Source text:
**********

Chicago - Denver - Fort Robinson, Nebraska


 

In camp, brewing up
We left Chicago on the two o’clock train Monday – and, to everybody else’s huge surprise, arrived in Denver bang on 0714h Tuesday. Well done, Amtrak. Sunday yielded one major disappointment: we walked down to 8th and Wabash to spend an evening at Buddy guy’s blues club, but found it closed for a private party until 10.30 pm. Too late for two old geezers who had things to do Monday morning – namely, a very informative walking tour around some of Chicago’s earliest tall buildings, those put up in the first two decades after the fire that wiped the city out in 1871. We plan on signing up for another such walk on our way back through in about four weeks’ time – and we’ll make that trip down to Buddy guy’s at last.

I’d been fretting about how we would get from Denver’s Union station to the airport with two heavy bags, A’s fiddle and a small back-pack apiece. We’d had conflicting advice, most of it suggesting a really difficult journey. In fact, we stepped off the train onto a newly-constructed concourse with a bus terminal adjacent, and there, before our very eyes, was a dedicated airport bus (half-hourly service). We got out there for eight-thirty, were able to collect our car early, and hit the road. A few hours later we arrived at Fort Robinson, Nebraska, where we pitched our tent, lit a fire and cooked steak.

**********

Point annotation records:
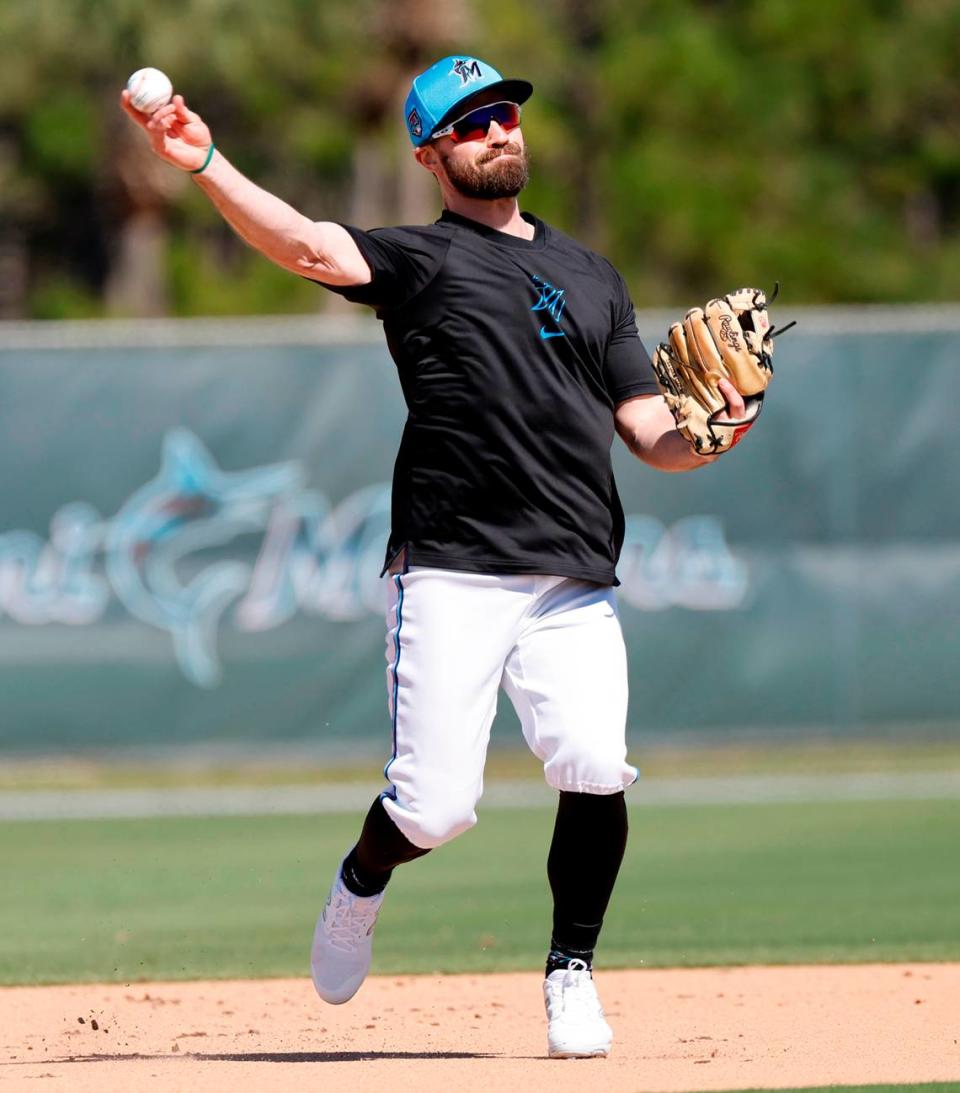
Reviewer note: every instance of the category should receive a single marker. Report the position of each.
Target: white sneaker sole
(599, 1052)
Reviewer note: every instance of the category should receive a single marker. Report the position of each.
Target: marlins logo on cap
(437, 94)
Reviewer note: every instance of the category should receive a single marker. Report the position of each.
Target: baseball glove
(729, 339)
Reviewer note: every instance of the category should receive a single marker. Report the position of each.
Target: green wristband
(210, 152)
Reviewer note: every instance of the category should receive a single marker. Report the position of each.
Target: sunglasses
(476, 125)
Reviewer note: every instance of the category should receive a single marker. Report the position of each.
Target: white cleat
(343, 942)
(576, 1027)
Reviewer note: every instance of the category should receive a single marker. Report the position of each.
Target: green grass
(183, 898)
(817, 756)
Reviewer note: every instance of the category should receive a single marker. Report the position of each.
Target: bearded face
(494, 173)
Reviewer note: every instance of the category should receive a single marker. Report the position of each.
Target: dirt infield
(716, 1029)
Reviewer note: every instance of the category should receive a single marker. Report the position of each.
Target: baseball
(150, 89)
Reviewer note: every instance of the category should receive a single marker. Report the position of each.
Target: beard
(504, 178)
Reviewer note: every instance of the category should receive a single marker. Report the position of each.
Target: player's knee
(581, 773)
(430, 824)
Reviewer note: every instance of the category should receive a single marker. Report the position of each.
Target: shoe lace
(578, 992)
(349, 919)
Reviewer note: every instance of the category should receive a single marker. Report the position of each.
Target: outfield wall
(192, 517)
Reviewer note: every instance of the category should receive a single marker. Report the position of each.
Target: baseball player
(518, 357)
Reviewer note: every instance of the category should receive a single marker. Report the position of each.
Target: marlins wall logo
(467, 70)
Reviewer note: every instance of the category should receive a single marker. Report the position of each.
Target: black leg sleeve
(589, 838)
(381, 848)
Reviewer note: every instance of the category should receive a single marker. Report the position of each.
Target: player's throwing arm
(323, 251)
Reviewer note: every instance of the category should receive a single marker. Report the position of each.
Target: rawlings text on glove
(729, 339)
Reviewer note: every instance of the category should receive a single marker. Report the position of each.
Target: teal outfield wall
(192, 519)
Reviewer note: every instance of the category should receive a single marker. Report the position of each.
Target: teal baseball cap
(437, 93)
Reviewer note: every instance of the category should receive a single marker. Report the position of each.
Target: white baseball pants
(454, 638)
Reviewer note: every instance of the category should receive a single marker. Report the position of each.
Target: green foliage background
(699, 143)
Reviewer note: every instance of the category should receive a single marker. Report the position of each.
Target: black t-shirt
(512, 355)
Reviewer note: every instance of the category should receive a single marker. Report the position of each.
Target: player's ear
(426, 156)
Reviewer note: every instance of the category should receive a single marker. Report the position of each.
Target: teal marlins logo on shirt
(552, 301)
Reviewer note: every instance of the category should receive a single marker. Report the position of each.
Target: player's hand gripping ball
(729, 339)
(150, 89)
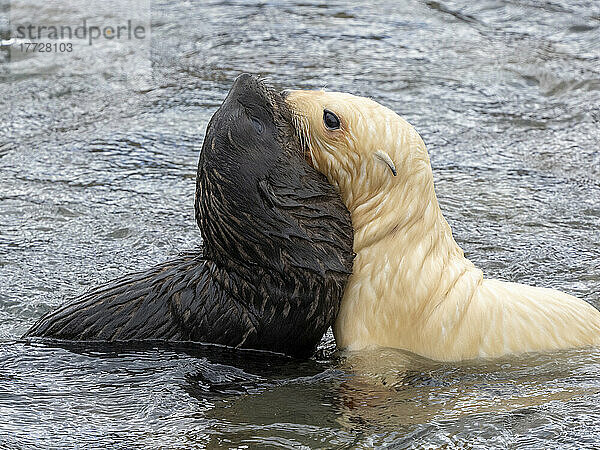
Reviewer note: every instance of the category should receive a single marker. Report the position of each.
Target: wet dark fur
(276, 253)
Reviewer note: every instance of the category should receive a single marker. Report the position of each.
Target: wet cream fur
(411, 287)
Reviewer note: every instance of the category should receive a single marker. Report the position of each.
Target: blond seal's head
(363, 147)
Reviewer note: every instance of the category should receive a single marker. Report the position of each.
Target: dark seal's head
(275, 229)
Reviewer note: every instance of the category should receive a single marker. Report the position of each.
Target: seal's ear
(384, 157)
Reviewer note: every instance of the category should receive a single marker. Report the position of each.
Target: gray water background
(97, 179)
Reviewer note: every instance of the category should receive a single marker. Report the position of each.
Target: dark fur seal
(276, 252)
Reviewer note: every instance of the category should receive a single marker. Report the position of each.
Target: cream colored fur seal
(411, 287)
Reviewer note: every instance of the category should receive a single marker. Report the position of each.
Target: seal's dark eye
(332, 122)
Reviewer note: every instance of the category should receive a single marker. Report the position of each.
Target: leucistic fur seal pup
(411, 286)
(276, 251)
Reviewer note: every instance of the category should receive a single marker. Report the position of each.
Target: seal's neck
(400, 232)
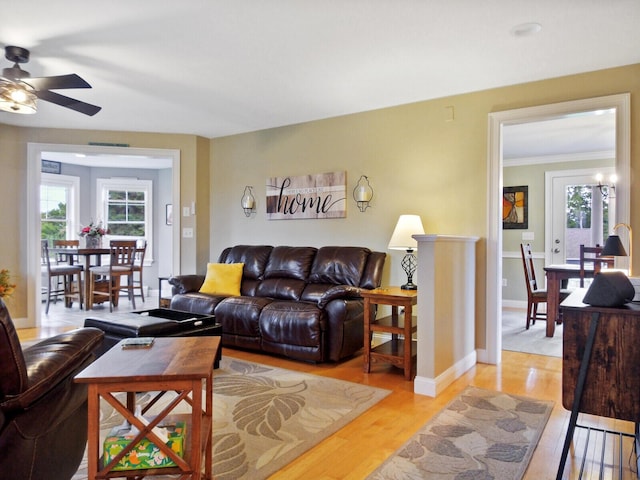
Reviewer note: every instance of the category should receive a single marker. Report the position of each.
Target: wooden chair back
(592, 256)
(529, 270)
(123, 253)
(63, 257)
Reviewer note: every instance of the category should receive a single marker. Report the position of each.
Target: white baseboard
(514, 304)
(22, 322)
(482, 355)
(434, 386)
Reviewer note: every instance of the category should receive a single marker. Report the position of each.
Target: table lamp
(402, 239)
(613, 246)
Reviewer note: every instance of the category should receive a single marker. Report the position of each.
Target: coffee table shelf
(183, 365)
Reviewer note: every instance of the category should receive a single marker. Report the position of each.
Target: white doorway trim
(621, 102)
(34, 155)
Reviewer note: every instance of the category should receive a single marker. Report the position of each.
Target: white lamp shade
(407, 226)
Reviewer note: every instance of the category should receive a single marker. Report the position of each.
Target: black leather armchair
(43, 413)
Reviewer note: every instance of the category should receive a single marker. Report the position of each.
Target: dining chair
(66, 273)
(593, 256)
(138, 265)
(535, 294)
(121, 260)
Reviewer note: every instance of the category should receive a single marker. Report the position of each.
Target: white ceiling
(215, 68)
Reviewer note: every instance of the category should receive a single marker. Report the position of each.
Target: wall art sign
(308, 196)
(515, 205)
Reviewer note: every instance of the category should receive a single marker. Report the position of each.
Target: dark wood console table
(601, 362)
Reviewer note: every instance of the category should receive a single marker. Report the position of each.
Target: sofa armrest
(186, 283)
(51, 361)
(339, 291)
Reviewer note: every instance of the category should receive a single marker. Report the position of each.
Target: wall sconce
(605, 189)
(402, 239)
(613, 246)
(248, 201)
(363, 193)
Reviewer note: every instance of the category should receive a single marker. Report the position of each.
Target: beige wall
(417, 161)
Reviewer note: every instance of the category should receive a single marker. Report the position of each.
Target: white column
(446, 310)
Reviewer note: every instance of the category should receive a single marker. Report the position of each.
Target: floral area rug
(266, 417)
(480, 435)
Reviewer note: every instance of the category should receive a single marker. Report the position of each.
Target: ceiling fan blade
(57, 82)
(71, 103)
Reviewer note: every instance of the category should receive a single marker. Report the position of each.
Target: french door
(577, 212)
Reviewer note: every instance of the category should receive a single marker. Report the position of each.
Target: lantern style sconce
(248, 201)
(606, 189)
(363, 193)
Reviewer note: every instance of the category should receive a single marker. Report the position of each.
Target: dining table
(556, 274)
(83, 256)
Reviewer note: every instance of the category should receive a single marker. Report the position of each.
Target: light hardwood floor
(357, 449)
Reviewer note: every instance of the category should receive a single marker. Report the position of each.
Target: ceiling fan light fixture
(15, 99)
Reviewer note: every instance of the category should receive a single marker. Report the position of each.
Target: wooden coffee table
(183, 365)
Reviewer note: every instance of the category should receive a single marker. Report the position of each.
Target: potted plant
(93, 234)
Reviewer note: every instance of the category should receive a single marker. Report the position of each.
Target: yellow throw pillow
(223, 279)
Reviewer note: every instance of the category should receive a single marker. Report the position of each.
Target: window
(125, 206)
(59, 206)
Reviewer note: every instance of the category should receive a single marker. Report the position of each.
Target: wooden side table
(179, 364)
(398, 351)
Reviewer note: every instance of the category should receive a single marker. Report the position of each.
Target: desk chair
(138, 265)
(593, 255)
(535, 295)
(63, 257)
(65, 272)
(122, 257)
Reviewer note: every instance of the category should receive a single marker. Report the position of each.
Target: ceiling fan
(18, 90)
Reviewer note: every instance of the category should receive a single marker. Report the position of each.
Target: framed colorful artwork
(515, 206)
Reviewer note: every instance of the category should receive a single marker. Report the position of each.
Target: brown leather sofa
(300, 302)
(43, 413)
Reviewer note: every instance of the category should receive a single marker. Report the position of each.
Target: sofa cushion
(240, 315)
(293, 329)
(281, 288)
(290, 262)
(339, 265)
(196, 302)
(13, 379)
(222, 279)
(254, 257)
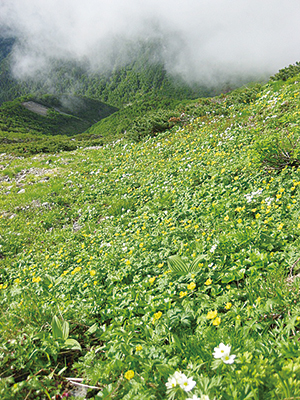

**********

What the exercise asks:
Resume the travel account about the trip from Chicago to Fort Robinson, picking up right after its final sentence.

Answer for the task:
This morning, after I’d nailed down the final version of the talk I’m giving at the Bean Broker on Friday, we set off to explore this site of an old cavalry fort, established in 1874 and kept in use until after the Second World War, during which it served as home to the K-9 corps.

Home of K-9, the Canine Corps
 
Back in the 19th century, of course, it serviced the Red Cloud agency, where defeated Plains tribes received their allowance of cattle, blankets, flour, etc – or some approximation to it. It wasn’t exactly UNESCO. The signage around here, however, seems to offer an un-reconstructed version of events from a white viewpoint. There was the laughable remark on one of them, to the effect that this place ‘was a powder-keg’: yes, on one occasion a group of hostile ‘chopped down the flag-pole’. This is where the Northern Cheyenne were held captive, and where Crazy Horse was killed; or murdered – take your pick.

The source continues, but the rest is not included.